(Dataset rows)
-*-*-

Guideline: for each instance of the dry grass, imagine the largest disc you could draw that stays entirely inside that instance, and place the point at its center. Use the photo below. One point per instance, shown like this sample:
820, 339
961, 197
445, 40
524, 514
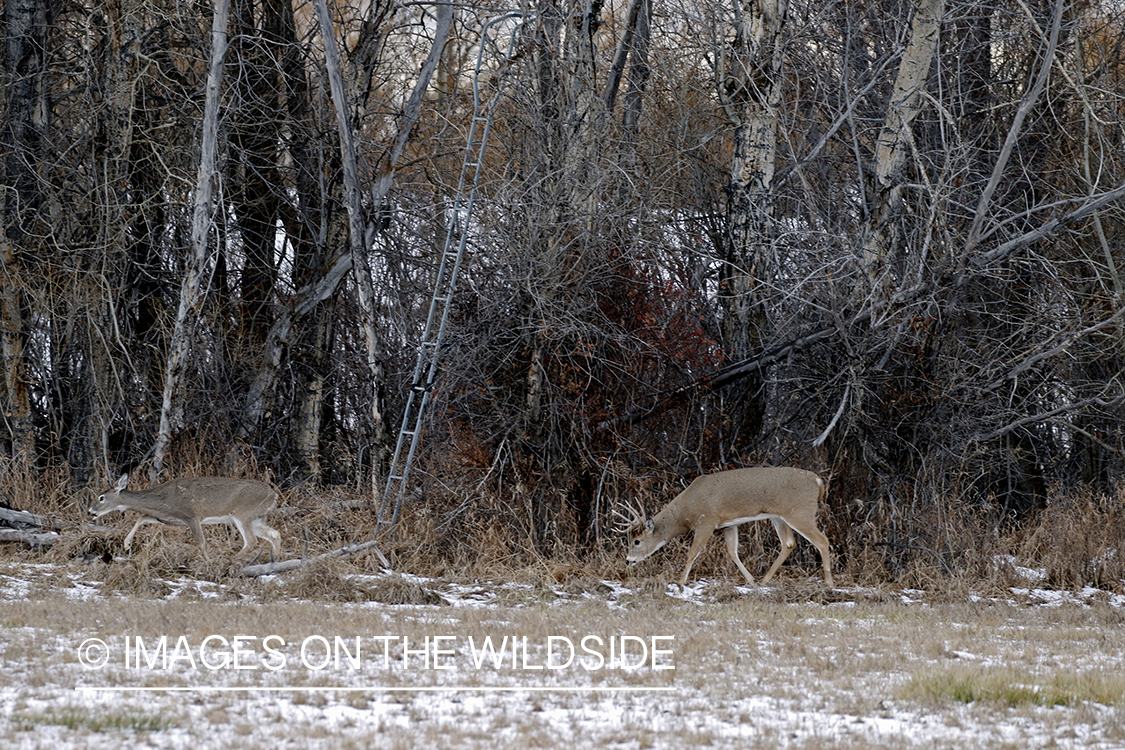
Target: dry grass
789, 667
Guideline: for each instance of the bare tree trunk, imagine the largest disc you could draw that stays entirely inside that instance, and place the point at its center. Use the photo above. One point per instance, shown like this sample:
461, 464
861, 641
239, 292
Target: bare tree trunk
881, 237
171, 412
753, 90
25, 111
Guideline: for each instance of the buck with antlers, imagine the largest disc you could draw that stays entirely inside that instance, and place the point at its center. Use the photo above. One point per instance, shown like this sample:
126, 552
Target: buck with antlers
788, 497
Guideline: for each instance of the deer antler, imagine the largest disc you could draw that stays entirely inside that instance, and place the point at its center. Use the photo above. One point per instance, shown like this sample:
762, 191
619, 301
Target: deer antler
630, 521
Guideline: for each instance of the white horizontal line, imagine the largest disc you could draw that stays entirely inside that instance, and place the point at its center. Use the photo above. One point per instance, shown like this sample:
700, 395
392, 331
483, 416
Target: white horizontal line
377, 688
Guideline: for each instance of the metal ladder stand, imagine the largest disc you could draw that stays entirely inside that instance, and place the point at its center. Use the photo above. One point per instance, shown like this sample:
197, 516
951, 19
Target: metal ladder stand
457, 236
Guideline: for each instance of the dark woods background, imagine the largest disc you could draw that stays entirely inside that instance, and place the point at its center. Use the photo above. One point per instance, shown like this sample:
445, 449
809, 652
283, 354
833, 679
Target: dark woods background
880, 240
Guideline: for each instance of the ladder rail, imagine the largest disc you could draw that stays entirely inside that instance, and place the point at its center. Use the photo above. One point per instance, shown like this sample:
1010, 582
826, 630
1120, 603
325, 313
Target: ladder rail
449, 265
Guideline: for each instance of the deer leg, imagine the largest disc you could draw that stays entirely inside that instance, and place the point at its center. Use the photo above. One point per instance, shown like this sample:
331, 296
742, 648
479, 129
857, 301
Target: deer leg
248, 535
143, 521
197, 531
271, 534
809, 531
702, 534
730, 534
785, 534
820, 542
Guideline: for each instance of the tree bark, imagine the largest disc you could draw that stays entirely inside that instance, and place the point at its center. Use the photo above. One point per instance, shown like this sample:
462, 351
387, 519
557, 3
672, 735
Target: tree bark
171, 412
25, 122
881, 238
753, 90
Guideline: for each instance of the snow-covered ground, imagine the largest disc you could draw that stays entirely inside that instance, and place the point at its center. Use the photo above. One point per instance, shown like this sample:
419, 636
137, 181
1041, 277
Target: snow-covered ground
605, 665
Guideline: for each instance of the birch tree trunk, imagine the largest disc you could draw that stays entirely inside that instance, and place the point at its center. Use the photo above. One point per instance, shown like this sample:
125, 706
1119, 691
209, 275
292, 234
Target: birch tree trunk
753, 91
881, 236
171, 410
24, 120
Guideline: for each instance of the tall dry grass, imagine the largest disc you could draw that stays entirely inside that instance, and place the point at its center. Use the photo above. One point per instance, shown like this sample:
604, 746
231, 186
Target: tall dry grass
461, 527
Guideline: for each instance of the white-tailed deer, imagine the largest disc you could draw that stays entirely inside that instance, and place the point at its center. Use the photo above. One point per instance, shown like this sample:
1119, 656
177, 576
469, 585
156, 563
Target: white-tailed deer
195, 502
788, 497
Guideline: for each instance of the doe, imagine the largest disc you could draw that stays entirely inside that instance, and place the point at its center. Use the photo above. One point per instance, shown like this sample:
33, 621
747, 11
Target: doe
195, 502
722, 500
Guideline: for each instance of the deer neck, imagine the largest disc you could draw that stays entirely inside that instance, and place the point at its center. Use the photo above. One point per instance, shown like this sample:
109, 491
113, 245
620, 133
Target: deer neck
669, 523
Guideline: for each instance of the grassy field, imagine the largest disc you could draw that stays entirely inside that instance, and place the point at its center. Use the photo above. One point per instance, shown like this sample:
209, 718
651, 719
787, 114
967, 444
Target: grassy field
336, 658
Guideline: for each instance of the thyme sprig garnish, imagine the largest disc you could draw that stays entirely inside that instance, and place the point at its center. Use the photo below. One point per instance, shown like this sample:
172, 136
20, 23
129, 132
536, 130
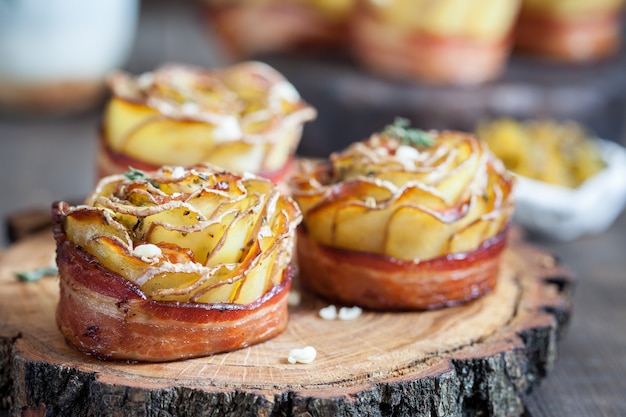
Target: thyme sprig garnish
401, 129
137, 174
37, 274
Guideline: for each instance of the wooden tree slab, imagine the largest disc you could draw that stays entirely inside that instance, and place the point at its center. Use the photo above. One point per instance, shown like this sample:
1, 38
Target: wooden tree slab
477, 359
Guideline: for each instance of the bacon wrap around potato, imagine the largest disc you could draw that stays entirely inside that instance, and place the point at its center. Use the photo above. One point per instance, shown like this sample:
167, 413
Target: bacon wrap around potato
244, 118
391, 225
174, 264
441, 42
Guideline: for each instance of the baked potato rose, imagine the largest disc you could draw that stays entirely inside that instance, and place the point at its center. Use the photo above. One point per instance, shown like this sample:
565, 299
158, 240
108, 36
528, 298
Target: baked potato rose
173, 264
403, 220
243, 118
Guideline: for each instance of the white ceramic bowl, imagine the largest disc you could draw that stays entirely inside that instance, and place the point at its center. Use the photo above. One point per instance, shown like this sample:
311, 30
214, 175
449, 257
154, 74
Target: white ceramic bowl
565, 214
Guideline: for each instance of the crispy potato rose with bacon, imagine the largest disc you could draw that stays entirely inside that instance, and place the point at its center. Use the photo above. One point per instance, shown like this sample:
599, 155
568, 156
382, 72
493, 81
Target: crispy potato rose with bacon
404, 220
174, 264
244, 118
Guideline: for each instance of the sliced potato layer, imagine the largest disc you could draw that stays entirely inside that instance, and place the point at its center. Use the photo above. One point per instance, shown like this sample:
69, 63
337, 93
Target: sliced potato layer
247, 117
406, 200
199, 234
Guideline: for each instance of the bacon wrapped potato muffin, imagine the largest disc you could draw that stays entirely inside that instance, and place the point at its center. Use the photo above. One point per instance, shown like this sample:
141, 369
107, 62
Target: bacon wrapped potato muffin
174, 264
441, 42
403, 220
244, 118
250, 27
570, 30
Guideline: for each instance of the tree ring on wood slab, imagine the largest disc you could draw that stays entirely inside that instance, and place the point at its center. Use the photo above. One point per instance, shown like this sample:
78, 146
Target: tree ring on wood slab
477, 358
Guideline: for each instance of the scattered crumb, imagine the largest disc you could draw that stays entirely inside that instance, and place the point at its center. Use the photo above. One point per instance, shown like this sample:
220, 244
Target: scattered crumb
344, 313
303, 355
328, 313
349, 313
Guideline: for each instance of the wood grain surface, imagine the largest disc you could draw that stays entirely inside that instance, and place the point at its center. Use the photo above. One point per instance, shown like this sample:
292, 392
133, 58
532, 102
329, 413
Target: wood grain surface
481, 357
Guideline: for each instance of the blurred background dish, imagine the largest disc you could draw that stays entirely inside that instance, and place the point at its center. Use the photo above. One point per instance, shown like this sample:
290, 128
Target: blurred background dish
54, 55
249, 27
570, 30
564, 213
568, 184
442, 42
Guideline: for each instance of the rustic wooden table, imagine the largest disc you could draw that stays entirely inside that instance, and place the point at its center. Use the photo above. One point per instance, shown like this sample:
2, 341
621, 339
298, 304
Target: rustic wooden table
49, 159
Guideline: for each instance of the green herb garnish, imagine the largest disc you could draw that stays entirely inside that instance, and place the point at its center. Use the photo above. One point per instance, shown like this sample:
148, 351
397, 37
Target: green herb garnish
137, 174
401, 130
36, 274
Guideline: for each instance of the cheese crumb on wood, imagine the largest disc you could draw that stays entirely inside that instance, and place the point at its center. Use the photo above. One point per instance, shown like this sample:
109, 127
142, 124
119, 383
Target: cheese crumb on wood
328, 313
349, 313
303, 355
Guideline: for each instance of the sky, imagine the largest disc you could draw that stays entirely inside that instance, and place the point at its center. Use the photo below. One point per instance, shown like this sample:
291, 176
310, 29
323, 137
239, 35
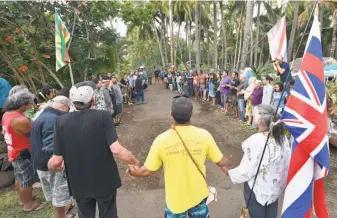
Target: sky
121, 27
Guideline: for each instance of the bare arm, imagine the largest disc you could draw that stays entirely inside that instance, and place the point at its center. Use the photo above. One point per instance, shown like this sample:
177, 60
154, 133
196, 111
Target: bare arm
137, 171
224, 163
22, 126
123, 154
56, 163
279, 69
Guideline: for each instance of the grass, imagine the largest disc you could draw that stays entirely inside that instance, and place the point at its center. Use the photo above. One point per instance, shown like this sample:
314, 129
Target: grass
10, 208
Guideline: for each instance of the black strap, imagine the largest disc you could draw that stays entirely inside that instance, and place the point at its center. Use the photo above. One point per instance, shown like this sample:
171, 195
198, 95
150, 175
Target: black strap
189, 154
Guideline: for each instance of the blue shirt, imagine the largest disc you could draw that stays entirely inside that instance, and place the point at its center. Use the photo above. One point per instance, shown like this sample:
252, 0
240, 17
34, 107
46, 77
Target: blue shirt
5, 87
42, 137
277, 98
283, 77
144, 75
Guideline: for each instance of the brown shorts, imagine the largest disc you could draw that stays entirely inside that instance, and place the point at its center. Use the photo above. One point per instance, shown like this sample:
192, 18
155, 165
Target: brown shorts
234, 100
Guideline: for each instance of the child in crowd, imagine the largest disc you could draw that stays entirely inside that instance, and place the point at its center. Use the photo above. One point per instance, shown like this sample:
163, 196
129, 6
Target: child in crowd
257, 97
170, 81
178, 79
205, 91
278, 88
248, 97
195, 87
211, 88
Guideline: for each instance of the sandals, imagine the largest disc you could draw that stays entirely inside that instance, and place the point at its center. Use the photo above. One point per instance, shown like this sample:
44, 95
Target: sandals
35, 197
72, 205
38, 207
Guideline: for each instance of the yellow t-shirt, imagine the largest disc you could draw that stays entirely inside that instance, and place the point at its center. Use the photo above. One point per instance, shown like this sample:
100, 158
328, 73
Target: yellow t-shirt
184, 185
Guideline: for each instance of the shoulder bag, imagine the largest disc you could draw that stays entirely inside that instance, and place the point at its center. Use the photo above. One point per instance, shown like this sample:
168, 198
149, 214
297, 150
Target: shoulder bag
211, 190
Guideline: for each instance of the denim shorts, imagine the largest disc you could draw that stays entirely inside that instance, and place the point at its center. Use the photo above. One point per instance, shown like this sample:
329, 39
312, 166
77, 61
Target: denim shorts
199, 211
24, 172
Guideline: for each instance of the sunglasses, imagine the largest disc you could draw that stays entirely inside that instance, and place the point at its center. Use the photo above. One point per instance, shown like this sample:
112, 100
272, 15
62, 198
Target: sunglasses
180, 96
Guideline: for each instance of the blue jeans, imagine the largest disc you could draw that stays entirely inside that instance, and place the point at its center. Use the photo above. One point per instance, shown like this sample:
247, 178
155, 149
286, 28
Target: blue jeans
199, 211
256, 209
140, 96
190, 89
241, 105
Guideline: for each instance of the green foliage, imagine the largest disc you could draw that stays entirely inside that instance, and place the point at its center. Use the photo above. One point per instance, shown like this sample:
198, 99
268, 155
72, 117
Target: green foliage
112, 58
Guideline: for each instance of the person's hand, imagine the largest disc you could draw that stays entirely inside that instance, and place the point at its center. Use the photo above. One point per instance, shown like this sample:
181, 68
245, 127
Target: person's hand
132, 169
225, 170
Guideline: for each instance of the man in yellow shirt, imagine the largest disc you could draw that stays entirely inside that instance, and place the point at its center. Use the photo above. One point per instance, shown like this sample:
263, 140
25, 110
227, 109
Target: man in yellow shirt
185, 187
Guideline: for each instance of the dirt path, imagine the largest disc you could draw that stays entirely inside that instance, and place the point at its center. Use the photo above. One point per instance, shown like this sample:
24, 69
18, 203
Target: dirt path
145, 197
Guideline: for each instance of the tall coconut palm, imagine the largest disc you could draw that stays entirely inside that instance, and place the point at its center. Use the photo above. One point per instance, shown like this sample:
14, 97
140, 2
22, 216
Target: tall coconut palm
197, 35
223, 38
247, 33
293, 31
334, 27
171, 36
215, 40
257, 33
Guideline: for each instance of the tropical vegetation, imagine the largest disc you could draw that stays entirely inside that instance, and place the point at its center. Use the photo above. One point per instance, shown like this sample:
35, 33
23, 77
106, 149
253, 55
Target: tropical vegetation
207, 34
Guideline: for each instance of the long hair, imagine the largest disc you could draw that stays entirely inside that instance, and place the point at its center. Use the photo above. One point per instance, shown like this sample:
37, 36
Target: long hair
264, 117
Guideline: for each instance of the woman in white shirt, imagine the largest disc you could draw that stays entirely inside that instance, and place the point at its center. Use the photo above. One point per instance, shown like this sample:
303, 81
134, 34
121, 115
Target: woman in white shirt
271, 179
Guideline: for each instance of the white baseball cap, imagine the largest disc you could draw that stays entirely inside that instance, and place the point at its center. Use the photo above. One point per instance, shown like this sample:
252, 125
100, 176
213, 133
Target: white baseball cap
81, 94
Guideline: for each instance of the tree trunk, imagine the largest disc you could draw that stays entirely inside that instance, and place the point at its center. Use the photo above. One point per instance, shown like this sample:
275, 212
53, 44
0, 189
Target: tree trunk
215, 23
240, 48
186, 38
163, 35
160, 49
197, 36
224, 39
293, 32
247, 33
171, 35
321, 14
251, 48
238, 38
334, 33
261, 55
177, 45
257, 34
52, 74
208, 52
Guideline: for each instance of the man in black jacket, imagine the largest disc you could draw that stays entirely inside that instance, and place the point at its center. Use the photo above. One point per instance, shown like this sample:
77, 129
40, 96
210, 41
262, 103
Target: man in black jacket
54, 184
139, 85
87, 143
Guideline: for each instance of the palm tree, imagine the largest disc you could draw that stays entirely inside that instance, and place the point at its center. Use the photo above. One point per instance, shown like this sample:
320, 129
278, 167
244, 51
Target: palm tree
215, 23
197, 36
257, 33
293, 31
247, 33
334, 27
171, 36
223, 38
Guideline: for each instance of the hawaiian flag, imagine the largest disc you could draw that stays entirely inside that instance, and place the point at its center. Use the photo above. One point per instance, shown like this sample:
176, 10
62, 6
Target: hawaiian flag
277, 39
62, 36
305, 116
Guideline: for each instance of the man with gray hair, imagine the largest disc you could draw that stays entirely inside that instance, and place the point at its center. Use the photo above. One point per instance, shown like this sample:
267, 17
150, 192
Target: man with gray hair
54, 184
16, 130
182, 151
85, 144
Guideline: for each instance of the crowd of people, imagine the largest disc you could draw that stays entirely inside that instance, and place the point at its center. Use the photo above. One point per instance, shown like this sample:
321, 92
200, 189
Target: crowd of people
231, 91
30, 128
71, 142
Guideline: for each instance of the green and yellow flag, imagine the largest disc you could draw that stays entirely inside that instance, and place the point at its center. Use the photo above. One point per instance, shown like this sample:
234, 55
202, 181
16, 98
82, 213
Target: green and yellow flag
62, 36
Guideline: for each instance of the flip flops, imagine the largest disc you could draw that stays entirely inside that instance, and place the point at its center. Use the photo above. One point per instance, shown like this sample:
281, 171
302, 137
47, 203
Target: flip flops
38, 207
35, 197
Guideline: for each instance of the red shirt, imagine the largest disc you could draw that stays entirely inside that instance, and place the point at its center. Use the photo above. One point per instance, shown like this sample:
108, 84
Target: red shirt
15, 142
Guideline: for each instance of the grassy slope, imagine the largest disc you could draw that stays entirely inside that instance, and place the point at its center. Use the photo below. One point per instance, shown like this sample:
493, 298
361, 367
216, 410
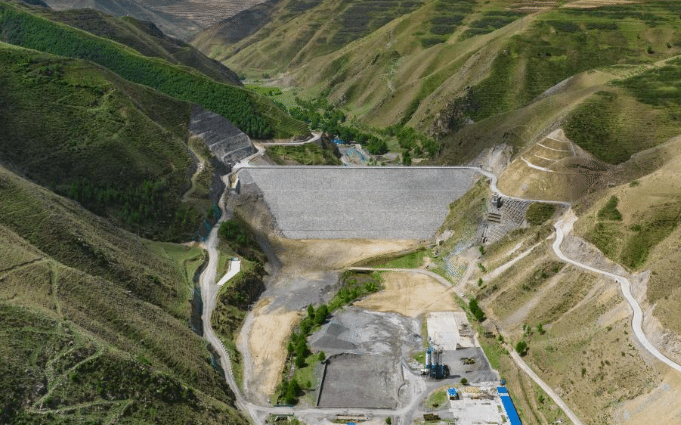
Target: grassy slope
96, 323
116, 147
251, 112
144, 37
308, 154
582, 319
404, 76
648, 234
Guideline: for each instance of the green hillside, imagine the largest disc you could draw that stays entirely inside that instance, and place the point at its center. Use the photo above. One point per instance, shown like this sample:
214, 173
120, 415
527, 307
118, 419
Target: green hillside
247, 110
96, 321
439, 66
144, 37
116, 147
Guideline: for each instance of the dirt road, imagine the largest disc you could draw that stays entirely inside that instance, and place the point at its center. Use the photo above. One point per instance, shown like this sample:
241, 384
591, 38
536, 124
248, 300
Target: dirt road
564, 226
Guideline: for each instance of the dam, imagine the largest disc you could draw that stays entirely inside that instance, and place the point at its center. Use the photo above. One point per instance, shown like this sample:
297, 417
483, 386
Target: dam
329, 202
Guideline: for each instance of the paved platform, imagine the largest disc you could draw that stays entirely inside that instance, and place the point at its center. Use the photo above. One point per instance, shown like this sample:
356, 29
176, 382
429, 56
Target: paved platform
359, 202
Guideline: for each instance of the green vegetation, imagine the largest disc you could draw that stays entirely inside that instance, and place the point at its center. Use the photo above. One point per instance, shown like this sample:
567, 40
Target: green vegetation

-*-*-

_INSTRUCTIONS TO FOLLOW_
Return exactly the lines from the one containing "Guideline: for each instance of the dirt road, imagine" to the last line of the data, and nothing more.

_WRITTEN SOLUTION_
Guideline: for each instance of the dirt road, imagine the largest disc you could draw that stays entirely inside that instance, and place the point at its center. Use the photo above. One point per instance, shown like this sample:
241, 384
591, 38
536, 124
248, 300
Target: dirt road
564, 226
Guideline: for each instance of the dam, imagine the largest disc you could draw that stays entirely inside that instance, and place the point at its center. Use the photo above. One point per instance, shown like this sample:
297, 417
483, 386
Target: dam
329, 202
Guideline: for each instance of the paved platform, imagine the largest disc you could draw that stays entirely inside that instance, and place the point at its center. Use the photo above. One point per instance, shown like this sample:
356, 29
176, 382
429, 56
Target: paved platform
359, 202
Guideline: for each instance of the green vegetation, imagine the largest disc you could draw that stays entirely inside that instance, and place the point at its center. Use the photo above. One point per instance, shown like this sample:
567, 40
Target: green vegetation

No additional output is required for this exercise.